▶ _EXTRAIT CITÉ_:
::::::::::

Critique : Tout est dans le titre. Une nuit, une seule nuit d’amour suffit, d’autant quand l’amant est toxicomane et ne sait pas qu’il est porteur du VIH. Le documentaire d’Emmanuelle Bidou en vient d’ailleurs directement aux faits, après une première scène d’ouverture où on la voit conduire un véhicule, dans une séquence où elle échange avec celui qui lui a transmis le virus. Lui est très maigre, abîmé ; elle est résiliente, et le projet de documentaire devient presque alors une nouvelle raison d’exister.
Tout est dans la nuit donne la parole à une femme, la réalisatrice elle-même. Le sida au cinéma est souvent regardé à travers le prisme d’hommes, homosexuels. Ici, c’est le contraire. Les mots, les gestes sont ceux d’une femme, hétérosexuelle, qui a attrapé le monstre de 16 novembre 1989 alors qu’elle n’avait que vingt ans. Il n’y a pas de rage dans sa voix, de désir de vengeance, seulement le souci d’une femme déterminée à vivre et à montrer au plus grand nombre que le sida ne rime pas avec peste et exclusion. Des photos de l’époque apparaissent, où l’on voit la grâce d’une jeune femme de vingt ans qui ignore que son existence basculera à l’issue d’une seule nuit, et qu’elle devra subir des traitements intenses.

::::::::::

Enregistrements du jeu de données:
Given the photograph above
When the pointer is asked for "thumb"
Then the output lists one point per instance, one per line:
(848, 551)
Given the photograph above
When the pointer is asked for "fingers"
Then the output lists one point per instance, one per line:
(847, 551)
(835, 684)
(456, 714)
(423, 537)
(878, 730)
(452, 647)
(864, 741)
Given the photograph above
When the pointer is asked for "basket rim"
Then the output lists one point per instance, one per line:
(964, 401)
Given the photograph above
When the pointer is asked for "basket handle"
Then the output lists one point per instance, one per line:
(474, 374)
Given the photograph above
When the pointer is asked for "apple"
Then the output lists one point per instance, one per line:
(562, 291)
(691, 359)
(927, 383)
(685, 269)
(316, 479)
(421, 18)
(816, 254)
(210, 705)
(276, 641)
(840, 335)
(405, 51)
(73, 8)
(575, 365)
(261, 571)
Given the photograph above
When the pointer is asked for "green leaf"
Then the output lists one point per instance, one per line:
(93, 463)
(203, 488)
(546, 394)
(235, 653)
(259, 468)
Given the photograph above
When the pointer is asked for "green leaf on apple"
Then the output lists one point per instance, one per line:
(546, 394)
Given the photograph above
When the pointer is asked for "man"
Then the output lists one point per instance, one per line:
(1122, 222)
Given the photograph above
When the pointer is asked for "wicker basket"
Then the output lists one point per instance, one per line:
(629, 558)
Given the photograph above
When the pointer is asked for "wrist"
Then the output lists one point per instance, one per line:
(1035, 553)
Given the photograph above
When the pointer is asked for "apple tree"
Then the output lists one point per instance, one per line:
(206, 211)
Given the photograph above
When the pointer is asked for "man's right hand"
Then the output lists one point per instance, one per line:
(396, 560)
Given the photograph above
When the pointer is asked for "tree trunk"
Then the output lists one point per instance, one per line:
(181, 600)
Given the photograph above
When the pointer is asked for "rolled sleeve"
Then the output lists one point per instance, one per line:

::::::::::

▶ _TRAVAIL DEMANDÉ_:
[a] D'après la critique du documentaire Tout est dans la nuit, en quoi ce film prend-il le contre-pied de la façon dont le sida est habituellement traité au cinéma ? Répondez en une à trois phrases.
[b] Poursuivez la critique du documentaire Tout est dans la nuit après sa dernière phrase.

▶ _CORRIGÉ DE L'EXERCICE_:
[a] Au cinéma, le sida est souvent regardé à travers le prisme d'hommes homosexuels. Ce documentaire fait le contraire : il donne la parole à une femme hétérosexuelle, la réalisatrice elle-même, dont on entend les mots et voit les gestes.

[b]
- Copyright Les Films des deux Rives
Tout est dans la nuit emprunte la forme, les mots, le rythme de l’autofiction. Il y a dans la manière de filmer d’Emmanuelle Bidou une délicatesse et une beauté qui rappellent la l’univers littéraire de Christine Angot. La documentariste ne provoque pas : elle se filme qui marche, subit des examens médicaux, côtoie les personnes qu’elle aime. Et dans ce geste de cinéma, elle va à la rencontre de personnes qui elles auss ont contracté le sida. Les témoins se confient à leur médecin, qui les écoute avec une tolérance et une patience admirables. Preuve est faite de ce désir de littérature quand Emmanuelle Bidou lit une page d’Hervé Guibert, et va même jusqu’à intégrer passage un filmé dans lequel l’écrivain montre la vulnérabilité de son corps, déjà presque mort.
Tout est dans la nuit n’est pas un énième film médical. Il s’agit avant tout d’une œuvre qui donne la parole à des malades que le silence confine à la honte. Le film témoigne des avancées de la science, avec ces images de ce qui reste de l’Hôtel-Dieu à Paris, où nombre de sidéens venaient s’échouer dans l’attente de mourir. Elle rend hommage à des grands oubliés comme Jean-Luc Lagarce et son fameux journal, ou Cyril Collard qui a permis à Romane Bohringer de se lancer au grand écran dans le mémorable Les nuits fauves.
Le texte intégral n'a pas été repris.